**Data supplied**
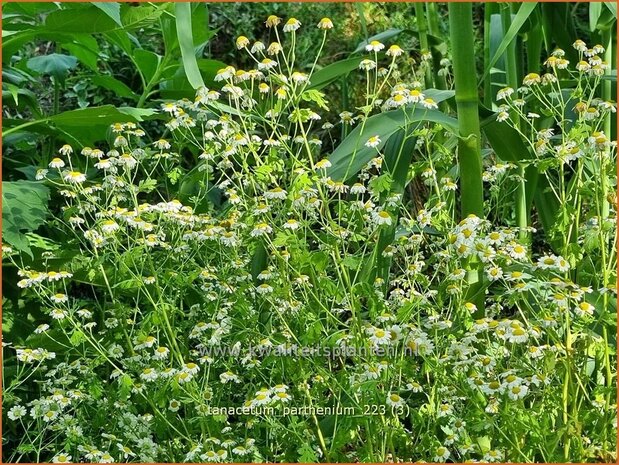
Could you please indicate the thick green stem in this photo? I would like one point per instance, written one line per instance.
(465, 78)
(488, 12)
(607, 89)
(469, 145)
(511, 73)
(433, 23)
(422, 27)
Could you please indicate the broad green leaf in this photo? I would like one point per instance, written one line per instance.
(147, 63)
(89, 20)
(112, 9)
(55, 64)
(108, 82)
(352, 154)
(325, 76)
(24, 209)
(104, 115)
(85, 48)
(382, 37)
(185, 40)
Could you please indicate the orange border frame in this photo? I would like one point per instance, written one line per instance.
(288, 1)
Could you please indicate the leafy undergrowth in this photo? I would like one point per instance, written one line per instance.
(287, 304)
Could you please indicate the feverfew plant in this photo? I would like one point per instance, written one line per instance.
(174, 309)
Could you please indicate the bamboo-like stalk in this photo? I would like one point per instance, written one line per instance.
(469, 145)
(465, 79)
(422, 27)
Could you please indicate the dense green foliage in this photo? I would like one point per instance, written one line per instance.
(293, 232)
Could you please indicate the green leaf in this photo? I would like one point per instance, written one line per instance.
(595, 10)
(519, 20)
(104, 115)
(612, 6)
(382, 37)
(352, 154)
(92, 19)
(313, 95)
(55, 64)
(185, 40)
(24, 209)
(85, 48)
(112, 9)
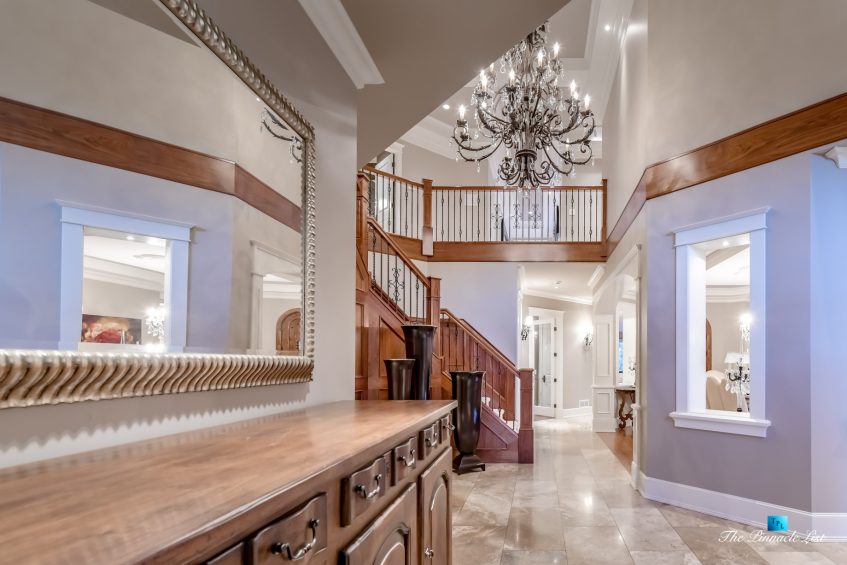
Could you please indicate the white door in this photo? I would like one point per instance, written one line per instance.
(543, 358)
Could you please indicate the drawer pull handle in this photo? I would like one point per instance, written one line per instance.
(408, 462)
(284, 550)
(363, 492)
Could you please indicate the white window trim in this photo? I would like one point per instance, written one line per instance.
(691, 409)
(75, 218)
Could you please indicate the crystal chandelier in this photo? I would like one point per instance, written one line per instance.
(545, 128)
(155, 321)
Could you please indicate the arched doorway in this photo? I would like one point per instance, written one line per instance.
(288, 333)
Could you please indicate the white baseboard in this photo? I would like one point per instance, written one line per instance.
(745, 510)
(573, 412)
(604, 423)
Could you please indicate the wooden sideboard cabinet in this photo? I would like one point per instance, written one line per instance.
(351, 483)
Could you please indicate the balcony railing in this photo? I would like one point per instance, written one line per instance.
(395, 277)
(462, 214)
(547, 214)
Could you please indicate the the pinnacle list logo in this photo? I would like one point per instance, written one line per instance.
(777, 523)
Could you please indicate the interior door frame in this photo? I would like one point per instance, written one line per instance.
(556, 318)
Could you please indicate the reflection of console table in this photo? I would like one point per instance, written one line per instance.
(621, 393)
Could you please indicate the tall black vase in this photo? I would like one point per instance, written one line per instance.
(467, 390)
(419, 347)
(399, 373)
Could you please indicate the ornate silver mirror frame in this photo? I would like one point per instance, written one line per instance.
(36, 377)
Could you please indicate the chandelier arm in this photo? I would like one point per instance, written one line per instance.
(468, 147)
(481, 114)
(552, 161)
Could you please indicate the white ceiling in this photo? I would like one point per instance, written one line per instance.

**Goal**
Can you quote exactly the lines from the one containing "Could you please indicate the crystal" through the last line of the records above, and nothing else?

**Right answer**
Could you please indicate the crystal chandelier in this photo? I would like one point per instance, written one line per instance.
(545, 128)
(155, 321)
Could you please indicate the arched doorway in this photo? I would like one point per instance, written one line per instance.
(288, 333)
Could you please indicate the white baseboard in this photo? I would like one point per instance, written one line per instance.
(745, 510)
(573, 412)
(604, 423)
Could you please indicate the wooden sideboard cabinet in this photo? I would like one point per instance, written one line per instance.
(351, 483)
Could you please indicate the balcony railing in this photo? I would like one point per instance, written one line per instance.
(395, 277)
(462, 214)
(547, 214)
Could you please indicate the the pinnacle list logo in this photo? I would like one point per instance, written one line per instance.
(777, 523)
Could you please indicate the interior door frame in this photo? I would like one point per instance, written one line per instance.
(556, 318)
Could you please indicate the reflection of console table in this photo? I would like one point per instance, written one line per instance.
(621, 393)
Could you please indicate the tall black vase in this photo? I would like one point per instance, written one line per instance.
(467, 390)
(419, 347)
(399, 373)
Could you please indicate the ornate silver mirror frame in this photo? I would like one point per instance, written one line per instance.
(36, 377)
Could you please indicate the chandelier arm in this photo? I would like one point per instance, written one line per instance.
(468, 147)
(481, 114)
(552, 161)
Could you please indicate the white ceiling in this photo? I would like one point per instance, written one line per instance.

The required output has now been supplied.